Text -
────────────────

Introduction to parallel computing

Kyle Niemeyer

Oregon State University

2025-02-24

Introduction to parallel computing (in Python)

If you want more, check out CS 475/575 Parallel Programming.

Approaching parallelism

How do I do many things at once?
How do I do one thing faster?

Computer: perform many simultaneous tasks

Developer: determine dependencies between code and data

Up until now: serial thinking, like “x then y then z”

Benefit of parallelism: problems execute faster—sometimes much faster.

Downside to parallelism: harder to program, debug, open files, print to screen.

Why go parallel?

Important

First: wait until your code works and you need it.

The problem creates or requires too much data for a normal machine.
The sun would explode before the computation would finish.
The algorithm is easy to parallelize.
The physics itself cannot be simulated at all with smaller resources.

────────────────

Set tasks -
A. Summarize the parallel computing slides in two sentences.
B. List every thing the parallel computing slides say becomes harder under parallelism.
C. Quote the parallel computing slides from "If you want" up to and including "faster—sometimes much faster.".
The rows have no connection to the parallel computing slides.

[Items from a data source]
────────────────

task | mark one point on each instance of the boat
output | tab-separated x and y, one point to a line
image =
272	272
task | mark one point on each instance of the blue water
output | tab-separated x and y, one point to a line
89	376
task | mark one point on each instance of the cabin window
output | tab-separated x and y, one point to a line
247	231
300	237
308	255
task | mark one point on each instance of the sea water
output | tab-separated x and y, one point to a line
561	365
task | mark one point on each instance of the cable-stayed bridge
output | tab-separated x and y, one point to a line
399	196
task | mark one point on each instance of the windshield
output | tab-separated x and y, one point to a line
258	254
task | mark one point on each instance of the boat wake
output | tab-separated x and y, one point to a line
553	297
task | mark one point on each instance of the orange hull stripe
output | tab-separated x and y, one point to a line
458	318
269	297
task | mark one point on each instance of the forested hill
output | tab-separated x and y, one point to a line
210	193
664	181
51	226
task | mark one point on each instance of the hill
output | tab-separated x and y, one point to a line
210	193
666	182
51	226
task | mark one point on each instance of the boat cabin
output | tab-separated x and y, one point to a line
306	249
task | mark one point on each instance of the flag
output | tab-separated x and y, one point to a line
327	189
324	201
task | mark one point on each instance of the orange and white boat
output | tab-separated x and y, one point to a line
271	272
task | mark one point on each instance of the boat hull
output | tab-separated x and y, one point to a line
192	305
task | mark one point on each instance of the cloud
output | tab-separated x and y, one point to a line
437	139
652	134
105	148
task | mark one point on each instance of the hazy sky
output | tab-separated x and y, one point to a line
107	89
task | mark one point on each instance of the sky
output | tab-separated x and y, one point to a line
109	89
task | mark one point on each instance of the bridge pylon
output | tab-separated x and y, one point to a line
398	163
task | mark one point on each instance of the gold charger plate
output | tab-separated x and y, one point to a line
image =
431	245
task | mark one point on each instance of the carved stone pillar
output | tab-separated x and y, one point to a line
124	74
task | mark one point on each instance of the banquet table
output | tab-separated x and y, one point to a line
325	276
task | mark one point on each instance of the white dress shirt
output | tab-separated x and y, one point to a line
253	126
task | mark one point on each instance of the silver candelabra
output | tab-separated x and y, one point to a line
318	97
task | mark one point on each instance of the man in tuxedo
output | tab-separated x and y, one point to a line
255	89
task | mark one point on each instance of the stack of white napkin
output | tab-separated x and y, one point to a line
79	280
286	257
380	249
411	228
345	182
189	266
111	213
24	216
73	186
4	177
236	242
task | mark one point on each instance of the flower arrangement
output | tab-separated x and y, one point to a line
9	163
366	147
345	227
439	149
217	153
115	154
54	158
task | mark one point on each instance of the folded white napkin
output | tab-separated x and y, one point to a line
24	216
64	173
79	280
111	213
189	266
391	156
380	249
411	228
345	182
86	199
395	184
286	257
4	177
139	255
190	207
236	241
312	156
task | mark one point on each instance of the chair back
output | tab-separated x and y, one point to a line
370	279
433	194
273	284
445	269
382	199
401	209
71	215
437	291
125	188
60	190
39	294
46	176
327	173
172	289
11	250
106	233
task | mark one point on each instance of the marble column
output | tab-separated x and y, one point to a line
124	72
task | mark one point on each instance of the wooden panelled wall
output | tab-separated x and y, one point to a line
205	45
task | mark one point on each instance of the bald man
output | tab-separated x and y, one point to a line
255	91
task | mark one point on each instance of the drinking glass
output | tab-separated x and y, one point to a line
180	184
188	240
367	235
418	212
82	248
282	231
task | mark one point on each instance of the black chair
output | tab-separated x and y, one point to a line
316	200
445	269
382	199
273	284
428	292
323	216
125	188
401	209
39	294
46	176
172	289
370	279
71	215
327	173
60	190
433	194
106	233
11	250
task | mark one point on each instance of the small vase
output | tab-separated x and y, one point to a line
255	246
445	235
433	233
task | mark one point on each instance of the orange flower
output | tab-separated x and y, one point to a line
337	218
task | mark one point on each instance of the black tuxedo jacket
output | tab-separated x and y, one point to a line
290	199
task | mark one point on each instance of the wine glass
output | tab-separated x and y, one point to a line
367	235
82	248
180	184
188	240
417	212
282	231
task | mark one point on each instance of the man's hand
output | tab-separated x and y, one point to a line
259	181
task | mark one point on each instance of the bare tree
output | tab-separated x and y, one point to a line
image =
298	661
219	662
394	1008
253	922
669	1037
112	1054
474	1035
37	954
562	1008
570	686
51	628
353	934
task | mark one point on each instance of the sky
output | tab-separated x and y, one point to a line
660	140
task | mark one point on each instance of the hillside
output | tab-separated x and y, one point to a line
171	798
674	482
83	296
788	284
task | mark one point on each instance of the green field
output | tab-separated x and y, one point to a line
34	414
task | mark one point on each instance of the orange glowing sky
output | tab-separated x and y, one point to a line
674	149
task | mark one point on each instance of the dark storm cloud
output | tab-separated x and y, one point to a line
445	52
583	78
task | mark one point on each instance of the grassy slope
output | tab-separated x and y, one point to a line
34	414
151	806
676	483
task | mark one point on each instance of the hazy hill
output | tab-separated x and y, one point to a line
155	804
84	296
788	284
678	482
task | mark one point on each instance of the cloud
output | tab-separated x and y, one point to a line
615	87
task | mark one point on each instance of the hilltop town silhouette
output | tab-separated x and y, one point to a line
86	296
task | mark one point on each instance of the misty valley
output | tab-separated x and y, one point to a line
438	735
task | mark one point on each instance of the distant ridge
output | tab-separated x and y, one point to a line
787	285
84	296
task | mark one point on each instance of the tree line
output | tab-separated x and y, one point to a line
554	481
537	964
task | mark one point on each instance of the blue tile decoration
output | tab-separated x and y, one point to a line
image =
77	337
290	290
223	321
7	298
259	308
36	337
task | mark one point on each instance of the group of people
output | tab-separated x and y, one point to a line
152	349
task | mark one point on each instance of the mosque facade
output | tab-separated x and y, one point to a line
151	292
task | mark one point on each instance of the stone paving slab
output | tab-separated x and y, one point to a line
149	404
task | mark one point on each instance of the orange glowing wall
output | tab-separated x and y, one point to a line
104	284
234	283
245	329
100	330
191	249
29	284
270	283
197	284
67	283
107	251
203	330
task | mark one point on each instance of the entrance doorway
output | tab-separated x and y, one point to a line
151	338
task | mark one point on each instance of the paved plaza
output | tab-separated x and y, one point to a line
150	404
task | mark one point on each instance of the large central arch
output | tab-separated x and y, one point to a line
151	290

────────────────

Outputs by task -
A. The parallel computing slides contrast serial thinking with parallelism, in which the computer performs many simultaneous tasks while the developer determines dependencies between code and data. Parallelism can make problems execute much faster but makes code harder to program and debug, so the slides advise waiting until code works and is needed, then list reasons to go parallel such as too much data for a normal machine or an algorithm that is easy to parallelize.

B.
- Programming
- Debugging
- Opening files
- Printing to screen

C.
If you want more, check out CS 475/575 Parallel Programming.

Approaching parallelism

How do I do many things at once?
How do I do one thing faster?

Computer: perform many simultaneous tasks

Developer: determine dependencies between code and data

Up until now: serial thinking, like “x then y then z”

Benefit of parallelism: problems execute faster—sometimes much faster.